- EXERCISE AIM
With no images included, output each entry below exactly as it appears.

- SOURCE MATERIAL

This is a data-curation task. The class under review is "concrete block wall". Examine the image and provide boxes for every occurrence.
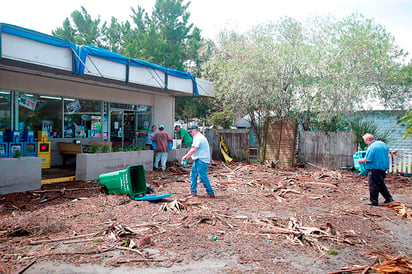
[76,150,154,181]
[167,148,191,163]
[0,157,42,195]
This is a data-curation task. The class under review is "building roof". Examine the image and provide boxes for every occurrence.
[0,23,214,97]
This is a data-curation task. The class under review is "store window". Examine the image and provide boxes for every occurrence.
[19,93,62,138]
[64,98,101,138]
[136,105,152,146]
[0,90,11,132]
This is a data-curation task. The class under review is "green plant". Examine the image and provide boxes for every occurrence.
[100,145,110,153]
[397,109,412,139]
[349,116,391,150]
[123,145,133,152]
[211,111,233,129]
[92,238,102,243]
[112,146,121,152]
[14,150,22,158]
[328,248,338,255]
[133,145,146,151]
[89,144,100,153]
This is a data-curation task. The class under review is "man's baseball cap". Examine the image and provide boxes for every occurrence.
[188,125,199,132]
[159,124,164,129]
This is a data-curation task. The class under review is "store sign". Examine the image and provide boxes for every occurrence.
[66,100,81,113]
[19,95,37,111]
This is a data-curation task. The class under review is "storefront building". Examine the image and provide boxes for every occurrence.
[0,23,214,166]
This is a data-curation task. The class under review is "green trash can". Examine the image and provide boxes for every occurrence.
[98,164,147,199]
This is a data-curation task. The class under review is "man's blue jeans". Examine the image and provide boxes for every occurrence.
[190,159,214,195]
[154,152,168,170]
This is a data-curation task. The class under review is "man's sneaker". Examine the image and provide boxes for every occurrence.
[364,201,379,206]
[207,194,216,198]
[382,199,394,205]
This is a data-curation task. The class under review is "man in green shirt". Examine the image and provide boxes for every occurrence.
[175,125,192,148]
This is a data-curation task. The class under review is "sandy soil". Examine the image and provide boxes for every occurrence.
[0,161,411,273]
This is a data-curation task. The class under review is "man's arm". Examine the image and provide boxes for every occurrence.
[358,158,369,164]
[182,147,198,161]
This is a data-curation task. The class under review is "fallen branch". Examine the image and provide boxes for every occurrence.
[4,245,115,258]
[296,181,337,188]
[33,187,100,193]
[15,259,36,274]
[312,253,325,264]
[329,264,370,274]
[112,258,165,265]
[306,162,325,169]
[63,238,97,244]
[115,246,147,258]
[29,232,98,245]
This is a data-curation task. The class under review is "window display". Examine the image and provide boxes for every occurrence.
[1,91,153,147]
[64,99,100,138]
[19,94,62,138]
[0,90,11,132]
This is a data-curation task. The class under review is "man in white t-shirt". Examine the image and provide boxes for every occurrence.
[182,125,215,198]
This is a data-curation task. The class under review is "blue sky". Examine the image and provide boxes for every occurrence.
[1,0,411,61]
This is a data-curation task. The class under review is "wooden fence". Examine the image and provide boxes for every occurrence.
[262,117,297,168]
[204,127,411,174]
[205,128,250,161]
[298,131,356,168]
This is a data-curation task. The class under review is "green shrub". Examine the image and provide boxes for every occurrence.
[328,248,338,255]
[89,144,100,153]
[14,150,22,158]
[211,111,233,129]
[101,145,110,153]
[349,116,391,150]
[133,145,146,151]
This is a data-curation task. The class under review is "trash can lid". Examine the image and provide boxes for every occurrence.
[134,193,172,201]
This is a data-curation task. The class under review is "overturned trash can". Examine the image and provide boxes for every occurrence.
[99,164,147,199]
[98,164,173,201]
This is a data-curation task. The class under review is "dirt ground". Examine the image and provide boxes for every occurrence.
[1,161,411,274]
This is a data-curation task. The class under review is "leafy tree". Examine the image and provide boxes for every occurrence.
[126,0,202,72]
[203,14,409,148]
[52,18,76,42]
[53,6,105,47]
[102,17,130,53]
[53,1,212,121]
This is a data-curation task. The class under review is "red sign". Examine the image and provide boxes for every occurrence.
[19,95,37,111]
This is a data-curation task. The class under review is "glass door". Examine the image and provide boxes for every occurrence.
[110,110,123,150]
[123,111,136,149]
[110,110,136,150]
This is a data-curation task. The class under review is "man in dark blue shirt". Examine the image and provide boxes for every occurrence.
[358,133,394,206]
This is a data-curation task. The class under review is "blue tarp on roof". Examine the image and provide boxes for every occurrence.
[0,23,199,95]
[0,23,75,49]
[78,46,129,74]
[0,23,78,73]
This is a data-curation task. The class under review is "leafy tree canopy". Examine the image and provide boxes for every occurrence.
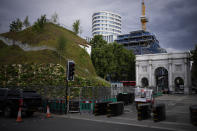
[90,35,107,48]
[9,18,23,32]
[90,35,135,81]
[33,14,47,32]
[72,20,80,35]
[23,16,30,28]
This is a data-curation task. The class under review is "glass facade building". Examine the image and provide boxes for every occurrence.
[92,11,121,43]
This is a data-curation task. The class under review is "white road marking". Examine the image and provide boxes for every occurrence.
[65,116,180,131]
[160,121,192,126]
[166,111,188,114]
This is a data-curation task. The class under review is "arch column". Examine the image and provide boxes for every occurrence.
[184,58,191,94]
[136,64,140,86]
[149,60,152,86]
[188,61,192,94]
[168,60,173,92]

- ANSWER TO THE EXERCISE
This is a data-curation task. The class under review is "concrete block wall". Examine the image and provide boxes for every occurrence.
[76,150,154,181]
[167,148,191,163]
[0,157,42,195]
This is a data-curation task. The class under review is "building roof". Examine the image and provide boxes for every occurrence.
[0,23,214,97]
This is a data-curation task. The class under review is "store window". Examine the image and provide boxes for every occurrence.
[19,93,62,138]
[64,98,101,138]
[136,105,152,146]
[0,90,11,132]
This is a data-curation task. The class under review is "green plant". Examine the image and provide boxes for every occurrence.
[100,145,110,153]
[397,109,412,139]
[349,116,391,150]
[123,145,133,152]
[211,111,233,129]
[92,238,102,243]
[112,146,121,152]
[14,150,22,158]
[328,248,338,255]
[133,145,146,151]
[89,144,100,153]
This is a data-curation task. The class under review is "man's baseball cap". Examine the image and provide boxes for every occurrence.
[188,125,199,132]
[159,124,164,129]
This is a data-curation task. The class under review is "store sign". Examine the image and provide boxes for every occurrence.
[66,100,81,113]
[19,95,37,111]
This is a data-curation task. The class under review is "storefront building". Examine the image and provide boxes for every occurrence.
[0,23,214,166]
This is a data-curation task. The class under review is "green trash can". Examine the image and provide boxes for every occurrence.
[98,164,147,199]
This is a data-curation task. The class under review is "man's blue jeans". Examine the image and provide boxes for every occurrence.
[190,159,214,195]
[154,152,168,170]
This is a data-curation task. The class under review is "man's sneaker". Examine the image and provide boxes for every occurrence.
[364,201,379,206]
[207,194,216,198]
[382,199,394,205]
This is a data-curation task. The class under review is "man in green shirt". Examine the image and provide boxes for every occurrence.
[175,125,192,148]
This is a data-curation task. The class under review is "sandy soil". Examine the image and provide boxes for every occurrence.
[0,161,411,273]
This is a data-curation task. The class under review is "man's arm". Examine the image and provide boxes for every occurrence.
[358,158,369,164]
[182,147,198,161]
This is a data-curation task. The class under review is "fallen branch". Examine the image and provide boxes for every occurrence.
[4,245,115,258]
[296,181,337,188]
[33,187,100,193]
[15,259,36,274]
[312,253,325,264]
[329,264,370,274]
[112,258,165,265]
[306,162,325,169]
[63,238,97,244]
[115,246,147,258]
[29,232,98,245]
This is a data-curation task. The class under review is "window display". Examine the image and provide boxes for every occurrence.
[1,91,153,147]
[64,99,100,138]
[19,94,62,138]
[0,90,11,132]
This is a data-curation task. The class under review is "man in white t-shirt". Examine the image and provide boxes for every occurrence.
[182,125,215,198]
This is a data-curation task. The class under review is "blue sky". Examine the image and provide boxes for every occurrence.
[1,0,411,61]
This is a data-curation task. The class under review is "wooden fence". Examine the image and provide boxes for every occurrence.
[262,117,297,168]
[204,127,411,174]
[205,128,250,161]
[298,131,356,168]
This is a data-curation task. The class under review is "green shrub". Examine the image and provide boxes for every occurrence.
[328,248,338,255]
[89,144,100,153]
[14,150,22,158]
[211,111,233,129]
[101,145,110,153]
[349,116,391,150]
[133,145,146,151]
This is a data-curation task. The class under review is "trash can lid". Examine the image and provide boxes for every occurrence.
[134,193,172,201]
This is a data-curation task. The class under review is "overturned trash can". Examine the image and provide boxes for every occurrence.
[99,164,147,199]
[98,164,173,201]
This is a data-curation task. The class under review is "dirt ground". Examine the image and provide boxes for every occurrence.
[1,161,411,274]
This is a data-curation task. The class under review is "leafy tree". Examine the image and provide boxes for every occurrence.
[126,0,202,72]
[203,14,409,148]
[52,18,76,42]
[53,6,105,47]
[102,17,130,53]
[53,1,212,121]
This is a data-curation task. The class under review is "red sign". Examine the image and provide boxes for every occurrence.
[19,95,37,111]
This is a data-curation task. The class under review is "glass door". Examine the image and provide boxes for every occurrence.
[110,110,123,150]
[123,111,136,149]
[110,110,136,150]
This is a data-curation task. The class under review is "man in dark blue shirt". Examine the image and provide boxes for every occurrence.
[358,133,394,206]
This is a data-curation task. The class under review is "blue tarp on roof". Examine the image and provide boxes for every occurrence.
[0,23,199,95]
[0,23,75,49]
[78,46,129,74]
[0,23,78,73]
This is a data-curation task. The class under review is "leafy tree canopy". Examine the image and provide boxes for every occurrence.
[90,35,107,48]
[9,18,23,32]
[90,35,135,81]
[33,14,47,32]
[72,20,80,35]
[23,16,30,28]
This is a data-curation task. The class under review is "glass facade building". Examine the image and provide boxes for every occurrence.
[92,11,121,43]
This is a data-curation task. The class under review is "white road marking". Examine the image and provide boxes for every occurrence.
[65,116,180,131]
[160,121,192,126]
[166,111,188,114]
This is a data-curation task. The class under review is "arch column". Examine the image and provide boxes for every occurrence.
[184,58,191,94]
[136,64,140,86]
[149,60,152,86]
[188,61,192,94]
[168,60,173,92]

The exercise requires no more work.